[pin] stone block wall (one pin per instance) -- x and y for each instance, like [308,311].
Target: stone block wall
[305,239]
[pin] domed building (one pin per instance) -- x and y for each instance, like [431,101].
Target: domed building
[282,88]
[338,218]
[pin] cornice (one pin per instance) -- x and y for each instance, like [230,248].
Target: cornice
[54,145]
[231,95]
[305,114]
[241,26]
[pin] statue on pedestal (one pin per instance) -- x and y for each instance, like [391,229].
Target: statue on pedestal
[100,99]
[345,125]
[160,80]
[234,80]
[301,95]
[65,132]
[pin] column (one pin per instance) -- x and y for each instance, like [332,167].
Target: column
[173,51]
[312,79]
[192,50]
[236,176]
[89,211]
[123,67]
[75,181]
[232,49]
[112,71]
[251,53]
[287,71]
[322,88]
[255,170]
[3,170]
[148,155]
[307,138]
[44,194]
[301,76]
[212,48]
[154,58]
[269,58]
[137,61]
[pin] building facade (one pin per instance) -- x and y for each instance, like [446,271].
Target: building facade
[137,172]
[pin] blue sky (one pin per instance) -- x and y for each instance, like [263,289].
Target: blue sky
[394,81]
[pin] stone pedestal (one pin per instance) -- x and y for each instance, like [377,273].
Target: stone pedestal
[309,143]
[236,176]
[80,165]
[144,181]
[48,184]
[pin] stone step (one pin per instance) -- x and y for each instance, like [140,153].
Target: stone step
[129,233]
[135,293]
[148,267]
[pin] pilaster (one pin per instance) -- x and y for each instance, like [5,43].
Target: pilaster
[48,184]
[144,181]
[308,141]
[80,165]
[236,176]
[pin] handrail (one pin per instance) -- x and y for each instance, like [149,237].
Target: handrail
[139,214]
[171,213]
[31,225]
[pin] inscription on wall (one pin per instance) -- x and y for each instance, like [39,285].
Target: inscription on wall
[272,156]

> Task to carry out: Rewrite all the records above, replacing every "handrail" with "banister" and leaving everything else unchanged.

> Completed exercise:
[pin] stone block wall (one pin per instance) -- x and y for each instance, like [308,311].
Target: stone block wall
[305,239]
[pin] domed building (one pin per instance) -- x and y for each instance, like [431,101].
Target: domed building
[282,88]
[338,218]
[pin] cornice (one pin per instance) -- x and y for each instance, like [230,248].
Target: cornice
[54,145]
[231,95]
[305,114]
[241,26]
[pin] statue on pedestal (one pin per instance) -- x and y for each instance, like [391,229].
Target: statue on pedestal
[100,99]
[345,125]
[160,80]
[234,80]
[301,95]
[65,132]
[pin] column (one pin per instance) -- x and y for each instance, like [332,167].
Target: column
[173,51]
[312,79]
[192,50]
[236,176]
[89,211]
[123,67]
[75,181]
[232,49]
[112,71]
[251,53]
[287,71]
[322,88]
[255,170]
[3,170]
[148,155]
[307,138]
[44,194]
[301,76]
[212,48]
[154,58]
[269,58]
[137,61]
[pin] building facade (one pin per instance) -- x and y for each instance, like [446,271].
Target: building facade
[137,172]
[pin] blue sky (one pin per instance) -- x and y for each instance, like [263,289].
Target: blue sky
[394,81]
[pin] stone pedestal (one pin per instance) -- x and y for each instance, like [377,273].
Target: stone pedestal
[309,143]
[236,176]
[80,165]
[144,181]
[48,184]
[pin] stone step (one pin per instance) -- x and y for each instance, like [140,153].
Target: stone step
[129,233]
[135,293]
[148,267]
[pin] pilaster (one pin per instance) -- x and y for each instance, like [5,43].
Target: pilaster
[48,184]
[144,181]
[308,141]
[80,165]
[236,176]
[pin] banister (one pin per instance) -- x and y for each instance, like [149,237].
Target: banister
[139,214]
[171,213]
[31,225]
[pin] inscription on wall (one pin per instance) -- x and y for each instance, like [39,285].
Target: inscription on wall
[272,156]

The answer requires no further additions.